#### EXCERPT PROVIDED:
Metadata capture: record operator ID, task variant (object size, color, pose), environment conditions (lighting, background clutter), and success/failure labels. Store metadata in episode-level attributes (HDF5) or as separate JSON manifests (RLDS). Open X-Embodiment defines a metadata schema with 40+ fields including robot morphology, camera intrinsics, and task language descriptions[1].

Version control: treat datasets as code. Use Git LFS or DVC to track dataset versions, commit metadata schemas, and document processing scripts. Truelabel's provenance tracking links dataset versions to trained model checkpoints, enabling reproducibility audits and data-centric debugging. When a policy fails on a task variant, trace back to the episode subset used for training and identify coverage gaps.

Processing Pipelines: From Raw Logs to Training-Ready Data

Raw bimanual logs (MCAP, rosbag2) require 5-10 processing steps before training: timestamp alignment, action computation, image preprocessing, data augmentation, and format conversion. Pipelines must be deterministic (same input → same output) and versioned (processing code + hyperparameters tracked in Git).

Timestamp alignment: resample all modalities to a common frequency (typically camera rate, 10-30 Hz). Use linear interpolation for joint positions, nearest-neighbor for images, and forward-fill for discrete states (gripper open/closed). RLDS provides `align_and_batch` utilities that handle multi-rate sensors[6]. Validate alignment by plotting overlaid timeseries and checking for phase shifts.

Action computation: convert raw joint positions to actions (position deltas, velocities, or torques). For position control, actions are `a_t = q_{t+1} - q_t` where `q` is joint position. Apply Savitzky-Golay filters (window=5, polynomial=2) to smooth noise before differentiation. RT-1 clips actions to [-2, +2] radians/sec to remove outliers from encoder glitches[3].

Image preprocessing: resize to model input resolution (224×224 for ResNet, 256×256 for ViT), normalize to [0,1] or ImageNet statistics, and optionally apply data augmentation (random crops, color jitter). OpenVLA uses CLIP preprocessing (bicubic resize, center crop) to match its vision encoder's pretraining distribution[8]. Store preprocessed images as JPEG (quality=95) or PNG; avoid lossy compression >2× (artifacts degrade visual features).

Data augmentation: spatial (random crops, horizontal flips—only if task symmetry allows), temporal (random frame skips to simulate variable control rates), and domain randomization (background replacement, lighting variation). Domain randomization improves sim-to-real transfer but can hurt real-to-real generalization if applied too aggressively[9]. A/B test augmentation strategies by training policies on augmented vs non-augmented data and measuring success rates on held-out tasks.

Bimanual Policy Architectures and Data Requirements

Bimanual policies must model inter-arm coordination, handle variable task horizons (5-50 seconds), and generalize across object poses and environment clutter. Architecture families: behavior cloning (BC) with transformers, diffusion policies, and vision-language-action (VLA) models. Data requirements scale with model capacity and task diversity.

#### OBJECTIVES:
1. According to the excerpt on bimanual robot data pipelines, which interpolation method should be used for joint positions during timestamp alignment?
2. List the processing steps that the excerpt on bimanual robot data pipelines says raw bimanual logs require before training.

#### PROVIDED INFORMATION:
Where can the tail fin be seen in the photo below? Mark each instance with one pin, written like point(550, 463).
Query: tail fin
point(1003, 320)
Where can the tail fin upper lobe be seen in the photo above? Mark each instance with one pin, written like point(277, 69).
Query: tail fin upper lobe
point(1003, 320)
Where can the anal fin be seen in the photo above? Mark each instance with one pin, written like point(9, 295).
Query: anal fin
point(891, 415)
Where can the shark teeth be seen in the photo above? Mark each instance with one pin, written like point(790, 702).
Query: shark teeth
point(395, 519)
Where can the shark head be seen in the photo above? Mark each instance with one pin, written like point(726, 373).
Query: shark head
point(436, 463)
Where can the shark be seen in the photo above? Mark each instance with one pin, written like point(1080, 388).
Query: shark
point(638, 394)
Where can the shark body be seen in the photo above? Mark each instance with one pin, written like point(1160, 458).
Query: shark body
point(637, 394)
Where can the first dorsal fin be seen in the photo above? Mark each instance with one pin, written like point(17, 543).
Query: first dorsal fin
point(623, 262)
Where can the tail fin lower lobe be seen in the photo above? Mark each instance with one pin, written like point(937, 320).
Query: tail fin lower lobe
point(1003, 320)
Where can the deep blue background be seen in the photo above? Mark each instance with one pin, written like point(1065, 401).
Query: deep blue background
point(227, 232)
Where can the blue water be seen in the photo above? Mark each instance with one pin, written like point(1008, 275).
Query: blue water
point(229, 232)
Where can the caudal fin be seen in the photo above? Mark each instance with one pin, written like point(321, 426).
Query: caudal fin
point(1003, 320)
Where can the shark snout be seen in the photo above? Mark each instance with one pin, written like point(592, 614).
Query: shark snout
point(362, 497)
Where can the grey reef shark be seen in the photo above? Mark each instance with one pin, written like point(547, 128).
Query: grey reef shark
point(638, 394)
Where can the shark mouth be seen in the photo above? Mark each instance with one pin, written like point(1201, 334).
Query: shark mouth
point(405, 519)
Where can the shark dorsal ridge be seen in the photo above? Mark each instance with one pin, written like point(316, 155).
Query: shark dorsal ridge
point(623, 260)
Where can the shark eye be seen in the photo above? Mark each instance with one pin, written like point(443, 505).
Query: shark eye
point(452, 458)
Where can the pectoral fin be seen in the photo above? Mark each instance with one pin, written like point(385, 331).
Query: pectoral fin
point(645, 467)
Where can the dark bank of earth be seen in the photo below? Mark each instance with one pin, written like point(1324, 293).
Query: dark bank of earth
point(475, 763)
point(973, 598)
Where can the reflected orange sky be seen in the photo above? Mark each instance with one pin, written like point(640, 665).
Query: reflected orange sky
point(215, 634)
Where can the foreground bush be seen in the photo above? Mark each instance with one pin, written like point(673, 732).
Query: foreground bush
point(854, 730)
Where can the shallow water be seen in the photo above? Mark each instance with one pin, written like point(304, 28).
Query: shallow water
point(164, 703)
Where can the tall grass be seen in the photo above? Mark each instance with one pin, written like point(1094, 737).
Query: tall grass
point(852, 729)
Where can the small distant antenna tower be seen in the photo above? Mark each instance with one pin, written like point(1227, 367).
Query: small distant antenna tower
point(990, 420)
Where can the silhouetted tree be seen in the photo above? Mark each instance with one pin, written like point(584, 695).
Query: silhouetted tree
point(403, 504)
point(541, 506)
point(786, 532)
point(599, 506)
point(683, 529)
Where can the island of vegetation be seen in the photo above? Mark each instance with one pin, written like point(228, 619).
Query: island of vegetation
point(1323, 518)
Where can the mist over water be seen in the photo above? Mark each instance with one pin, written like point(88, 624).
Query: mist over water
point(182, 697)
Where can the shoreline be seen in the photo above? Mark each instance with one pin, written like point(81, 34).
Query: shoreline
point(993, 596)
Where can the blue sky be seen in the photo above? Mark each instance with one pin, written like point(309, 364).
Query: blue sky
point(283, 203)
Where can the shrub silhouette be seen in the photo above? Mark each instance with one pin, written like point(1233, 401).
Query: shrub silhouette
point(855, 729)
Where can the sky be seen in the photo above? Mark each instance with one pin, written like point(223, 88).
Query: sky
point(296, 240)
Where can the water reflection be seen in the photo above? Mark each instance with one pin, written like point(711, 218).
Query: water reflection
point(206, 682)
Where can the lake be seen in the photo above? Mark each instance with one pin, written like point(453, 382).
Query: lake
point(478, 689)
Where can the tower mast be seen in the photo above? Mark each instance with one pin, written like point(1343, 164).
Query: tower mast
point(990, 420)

#### FINAL RESULTS:
1. Linear interpolation.

2.
- Timestamp alignment
- Action computation
- Image preprocessing
- Data augmentation
- Format conversion